::: Material shown :::

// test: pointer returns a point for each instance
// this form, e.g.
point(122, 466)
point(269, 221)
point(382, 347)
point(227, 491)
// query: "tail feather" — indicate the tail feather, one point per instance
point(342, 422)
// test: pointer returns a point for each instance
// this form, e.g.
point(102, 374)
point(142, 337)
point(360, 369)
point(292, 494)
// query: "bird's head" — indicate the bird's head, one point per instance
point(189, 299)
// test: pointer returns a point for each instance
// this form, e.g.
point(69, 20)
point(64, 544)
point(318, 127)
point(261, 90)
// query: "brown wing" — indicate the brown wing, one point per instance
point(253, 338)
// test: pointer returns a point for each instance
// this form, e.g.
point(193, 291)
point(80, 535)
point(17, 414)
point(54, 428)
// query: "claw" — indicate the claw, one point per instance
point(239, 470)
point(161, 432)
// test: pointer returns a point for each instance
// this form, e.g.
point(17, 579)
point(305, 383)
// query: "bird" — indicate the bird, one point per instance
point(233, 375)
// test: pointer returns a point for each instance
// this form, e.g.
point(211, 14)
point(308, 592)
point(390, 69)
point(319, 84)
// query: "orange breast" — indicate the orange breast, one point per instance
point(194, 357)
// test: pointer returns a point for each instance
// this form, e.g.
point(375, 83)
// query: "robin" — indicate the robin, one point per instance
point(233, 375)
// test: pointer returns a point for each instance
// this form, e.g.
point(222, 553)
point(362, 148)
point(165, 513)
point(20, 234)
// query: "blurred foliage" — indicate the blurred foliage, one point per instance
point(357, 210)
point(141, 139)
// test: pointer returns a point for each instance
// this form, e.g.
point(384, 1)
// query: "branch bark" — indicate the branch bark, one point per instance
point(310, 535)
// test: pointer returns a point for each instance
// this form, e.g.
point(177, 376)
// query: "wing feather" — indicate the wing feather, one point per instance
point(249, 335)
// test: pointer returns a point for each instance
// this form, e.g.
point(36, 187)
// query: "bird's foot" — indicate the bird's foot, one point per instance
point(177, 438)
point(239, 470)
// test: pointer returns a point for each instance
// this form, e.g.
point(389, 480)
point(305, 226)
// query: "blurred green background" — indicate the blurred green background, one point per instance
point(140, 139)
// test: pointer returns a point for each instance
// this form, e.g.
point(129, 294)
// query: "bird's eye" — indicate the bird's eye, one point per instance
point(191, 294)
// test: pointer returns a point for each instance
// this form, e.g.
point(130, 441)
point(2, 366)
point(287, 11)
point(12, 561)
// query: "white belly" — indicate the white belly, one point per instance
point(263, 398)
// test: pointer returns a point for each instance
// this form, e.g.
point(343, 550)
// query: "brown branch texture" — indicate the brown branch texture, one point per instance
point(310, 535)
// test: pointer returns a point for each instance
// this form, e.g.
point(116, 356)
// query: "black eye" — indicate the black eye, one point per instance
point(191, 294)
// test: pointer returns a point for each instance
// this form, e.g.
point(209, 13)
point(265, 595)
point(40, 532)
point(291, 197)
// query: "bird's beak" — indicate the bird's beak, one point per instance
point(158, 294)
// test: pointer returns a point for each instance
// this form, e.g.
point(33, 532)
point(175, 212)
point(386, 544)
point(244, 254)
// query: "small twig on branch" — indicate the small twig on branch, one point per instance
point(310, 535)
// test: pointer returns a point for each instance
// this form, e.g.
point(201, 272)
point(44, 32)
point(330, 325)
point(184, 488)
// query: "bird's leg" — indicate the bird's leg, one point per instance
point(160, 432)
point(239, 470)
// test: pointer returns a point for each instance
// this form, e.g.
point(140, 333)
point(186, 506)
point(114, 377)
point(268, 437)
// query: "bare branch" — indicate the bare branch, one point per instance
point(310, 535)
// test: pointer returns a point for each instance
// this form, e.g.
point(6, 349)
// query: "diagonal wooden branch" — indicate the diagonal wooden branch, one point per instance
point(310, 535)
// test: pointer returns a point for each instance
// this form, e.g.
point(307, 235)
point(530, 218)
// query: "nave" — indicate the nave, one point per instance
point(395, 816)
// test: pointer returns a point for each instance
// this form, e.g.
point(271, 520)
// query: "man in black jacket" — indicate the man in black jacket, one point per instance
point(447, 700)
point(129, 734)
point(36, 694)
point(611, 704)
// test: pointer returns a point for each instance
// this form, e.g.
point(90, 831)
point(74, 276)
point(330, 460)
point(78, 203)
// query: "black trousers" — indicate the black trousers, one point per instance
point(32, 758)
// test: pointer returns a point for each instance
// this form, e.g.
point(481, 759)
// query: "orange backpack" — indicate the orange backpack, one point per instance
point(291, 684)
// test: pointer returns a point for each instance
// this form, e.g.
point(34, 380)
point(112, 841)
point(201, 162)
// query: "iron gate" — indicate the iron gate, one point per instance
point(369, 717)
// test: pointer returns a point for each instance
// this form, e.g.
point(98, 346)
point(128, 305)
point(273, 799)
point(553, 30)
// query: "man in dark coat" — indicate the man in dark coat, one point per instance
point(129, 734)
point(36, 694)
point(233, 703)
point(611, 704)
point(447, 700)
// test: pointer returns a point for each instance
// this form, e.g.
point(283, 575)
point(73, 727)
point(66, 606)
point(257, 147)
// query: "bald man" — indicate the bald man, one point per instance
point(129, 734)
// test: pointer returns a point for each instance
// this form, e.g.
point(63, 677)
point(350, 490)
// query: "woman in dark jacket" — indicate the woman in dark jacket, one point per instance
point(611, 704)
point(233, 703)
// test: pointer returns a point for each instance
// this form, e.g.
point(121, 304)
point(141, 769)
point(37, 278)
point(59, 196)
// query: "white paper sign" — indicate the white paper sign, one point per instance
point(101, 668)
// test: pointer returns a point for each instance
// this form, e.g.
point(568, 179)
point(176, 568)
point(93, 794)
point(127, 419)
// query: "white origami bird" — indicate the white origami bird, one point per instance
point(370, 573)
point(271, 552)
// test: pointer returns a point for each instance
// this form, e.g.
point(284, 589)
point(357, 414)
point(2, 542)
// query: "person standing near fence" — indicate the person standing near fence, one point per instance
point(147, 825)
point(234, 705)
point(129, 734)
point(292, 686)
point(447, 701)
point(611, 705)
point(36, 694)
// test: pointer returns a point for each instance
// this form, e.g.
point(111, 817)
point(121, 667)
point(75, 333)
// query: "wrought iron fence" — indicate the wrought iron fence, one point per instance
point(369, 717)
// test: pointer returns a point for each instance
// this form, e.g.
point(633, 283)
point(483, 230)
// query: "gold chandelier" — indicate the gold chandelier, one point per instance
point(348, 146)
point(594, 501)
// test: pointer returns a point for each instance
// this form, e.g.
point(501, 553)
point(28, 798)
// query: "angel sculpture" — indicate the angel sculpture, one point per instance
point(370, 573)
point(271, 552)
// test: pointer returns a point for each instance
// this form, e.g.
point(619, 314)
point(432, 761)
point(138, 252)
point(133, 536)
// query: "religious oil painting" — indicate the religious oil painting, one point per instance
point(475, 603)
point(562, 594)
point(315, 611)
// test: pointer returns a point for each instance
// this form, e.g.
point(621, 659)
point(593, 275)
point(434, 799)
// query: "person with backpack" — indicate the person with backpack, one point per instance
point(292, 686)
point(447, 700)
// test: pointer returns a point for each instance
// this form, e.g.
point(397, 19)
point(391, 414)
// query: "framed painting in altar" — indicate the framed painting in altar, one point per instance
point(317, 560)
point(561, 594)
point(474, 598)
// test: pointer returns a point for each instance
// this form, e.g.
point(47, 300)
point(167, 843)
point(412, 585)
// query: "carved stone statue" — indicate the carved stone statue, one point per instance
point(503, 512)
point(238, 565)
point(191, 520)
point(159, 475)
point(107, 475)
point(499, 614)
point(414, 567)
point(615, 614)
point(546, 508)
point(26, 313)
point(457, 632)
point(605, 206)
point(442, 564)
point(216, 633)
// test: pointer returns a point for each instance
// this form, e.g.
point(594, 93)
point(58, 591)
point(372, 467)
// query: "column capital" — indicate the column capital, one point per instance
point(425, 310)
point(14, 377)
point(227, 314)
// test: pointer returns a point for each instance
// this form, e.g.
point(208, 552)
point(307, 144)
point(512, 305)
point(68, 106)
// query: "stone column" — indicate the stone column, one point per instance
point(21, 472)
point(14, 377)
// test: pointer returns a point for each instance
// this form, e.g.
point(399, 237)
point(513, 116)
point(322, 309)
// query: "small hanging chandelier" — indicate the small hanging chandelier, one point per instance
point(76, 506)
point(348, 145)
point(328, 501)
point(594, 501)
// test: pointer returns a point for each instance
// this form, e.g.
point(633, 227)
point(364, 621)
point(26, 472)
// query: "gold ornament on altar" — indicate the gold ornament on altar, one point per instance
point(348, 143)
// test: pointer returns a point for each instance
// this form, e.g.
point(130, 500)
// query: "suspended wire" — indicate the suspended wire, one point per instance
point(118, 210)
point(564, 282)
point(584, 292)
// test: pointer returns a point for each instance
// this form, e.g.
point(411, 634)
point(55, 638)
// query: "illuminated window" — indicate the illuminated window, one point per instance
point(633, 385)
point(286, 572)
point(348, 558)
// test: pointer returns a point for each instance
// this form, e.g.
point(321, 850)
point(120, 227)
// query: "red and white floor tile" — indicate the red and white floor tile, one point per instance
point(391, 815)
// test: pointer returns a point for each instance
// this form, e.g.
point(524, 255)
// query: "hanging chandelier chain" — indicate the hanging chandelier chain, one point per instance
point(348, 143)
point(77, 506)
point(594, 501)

:::

What is needed: From the first line of the listing above through the line that contains "point(64, 544)", set down each line without alteration, and nothing else.

Output of the exercise:
// test: pointer returns a point for each instance
// this form, e.g.
point(122, 466)
point(269, 221)
point(382, 347)
point(227, 491)
// query: "tail feather" — indicate the tail feather, one point per instance
point(342, 422)
// test: pointer returns a point for each instance
// this form, e.g.
point(102, 374)
point(142, 337)
point(360, 369)
point(292, 494)
// query: "bird's head" — indicate the bird's head, one point per instance
point(189, 299)
// test: pointer returns a point for each instance
// this form, e.g.
point(69, 20)
point(64, 544)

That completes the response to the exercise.